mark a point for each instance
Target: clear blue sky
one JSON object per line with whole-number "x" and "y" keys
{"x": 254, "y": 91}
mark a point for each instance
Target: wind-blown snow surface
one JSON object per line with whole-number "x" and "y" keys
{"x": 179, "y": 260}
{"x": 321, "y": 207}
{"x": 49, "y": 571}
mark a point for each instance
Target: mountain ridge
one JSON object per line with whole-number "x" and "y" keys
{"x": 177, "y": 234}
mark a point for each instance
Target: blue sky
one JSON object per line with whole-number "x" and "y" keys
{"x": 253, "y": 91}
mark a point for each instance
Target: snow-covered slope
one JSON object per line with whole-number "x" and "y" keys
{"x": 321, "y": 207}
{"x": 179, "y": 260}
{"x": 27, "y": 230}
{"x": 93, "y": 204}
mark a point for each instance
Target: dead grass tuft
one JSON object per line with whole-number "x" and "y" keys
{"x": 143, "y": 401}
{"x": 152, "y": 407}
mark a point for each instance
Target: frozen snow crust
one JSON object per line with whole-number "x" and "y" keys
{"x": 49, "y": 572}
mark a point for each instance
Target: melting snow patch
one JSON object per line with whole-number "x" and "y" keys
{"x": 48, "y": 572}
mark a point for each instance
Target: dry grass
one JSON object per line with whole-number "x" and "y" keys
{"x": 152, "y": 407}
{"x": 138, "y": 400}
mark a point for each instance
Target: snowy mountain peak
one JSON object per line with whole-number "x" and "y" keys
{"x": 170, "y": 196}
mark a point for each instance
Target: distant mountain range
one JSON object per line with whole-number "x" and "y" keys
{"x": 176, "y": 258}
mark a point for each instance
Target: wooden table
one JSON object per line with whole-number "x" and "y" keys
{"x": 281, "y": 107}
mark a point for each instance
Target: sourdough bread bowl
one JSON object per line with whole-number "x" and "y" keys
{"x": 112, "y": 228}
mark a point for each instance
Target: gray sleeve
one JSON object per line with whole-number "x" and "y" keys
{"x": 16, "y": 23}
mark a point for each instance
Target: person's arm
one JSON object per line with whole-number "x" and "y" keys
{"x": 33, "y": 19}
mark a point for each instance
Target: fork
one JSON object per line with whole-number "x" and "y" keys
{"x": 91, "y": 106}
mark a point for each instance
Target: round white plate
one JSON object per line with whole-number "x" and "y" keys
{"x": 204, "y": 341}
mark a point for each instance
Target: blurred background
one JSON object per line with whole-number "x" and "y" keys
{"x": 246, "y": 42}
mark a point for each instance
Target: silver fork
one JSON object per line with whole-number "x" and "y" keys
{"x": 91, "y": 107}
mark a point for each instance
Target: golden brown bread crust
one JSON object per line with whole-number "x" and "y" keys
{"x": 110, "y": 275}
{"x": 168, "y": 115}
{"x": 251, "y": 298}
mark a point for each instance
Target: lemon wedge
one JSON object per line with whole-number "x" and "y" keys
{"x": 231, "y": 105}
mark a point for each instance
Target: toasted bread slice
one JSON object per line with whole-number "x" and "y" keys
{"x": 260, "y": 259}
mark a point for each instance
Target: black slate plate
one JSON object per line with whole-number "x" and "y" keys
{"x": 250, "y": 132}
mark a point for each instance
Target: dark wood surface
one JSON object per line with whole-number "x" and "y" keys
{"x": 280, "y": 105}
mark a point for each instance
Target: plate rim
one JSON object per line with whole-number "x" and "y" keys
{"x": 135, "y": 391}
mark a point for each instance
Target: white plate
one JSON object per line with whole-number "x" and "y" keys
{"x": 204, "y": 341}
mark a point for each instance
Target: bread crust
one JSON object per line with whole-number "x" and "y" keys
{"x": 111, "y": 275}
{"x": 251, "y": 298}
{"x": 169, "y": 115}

::::

* [Work order] Start copying at the line that contains "Target: round white plate" and stop after the last line of the records, keeping every line exactly.

* [Result]
Target: round white plate
one JSON object per line with whole-number "x" and "y" keys
{"x": 204, "y": 341}
mark a point for each instance
Target: blurred background
one JSON object per line with whole-number "x" and "y" keys
{"x": 246, "y": 42}
mark a point for each instance
Target: silver fork
one JSON object per line with whole-number "x" and "y" keys
{"x": 91, "y": 107}
mark a point for each instance
Target: golden brown bread crust
one JSON object per line with whole-number "x" and "y" keys
{"x": 110, "y": 275}
{"x": 168, "y": 115}
{"x": 251, "y": 298}
mark a point for each instance
Target: lemon wedge
one JSON object per line with whole-number "x" and "y" keys
{"x": 231, "y": 105}
mark a point for each instance
Target: toasted bread slice
one JSON object per line with whole-number "x" and "y" keys
{"x": 260, "y": 259}
mark a point for each instance
Target: black slate plate
one JSON object per line with whole-number "x" and "y" keys
{"x": 250, "y": 132}
mark a point for each instance
Target: dark wood surface
one JSON object per line with whole-number "x" and "y" keys
{"x": 280, "y": 105}
mark a point for each instance
Target: plate rim
one JSON object per line with whole-number "x" and "y" keys
{"x": 135, "y": 391}
mark a point for each instance
Target: white plate
one JSON object per line with whole-number "x" and "y" keys
{"x": 204, "y": 341}
mark a point for each instance
Target: bread crust
one JSON object per line with whole-number "x" and "y" keys
{"x": 111, "y": 275}
{"x": 251, "y": 298}
{"x": 169, "y": 115}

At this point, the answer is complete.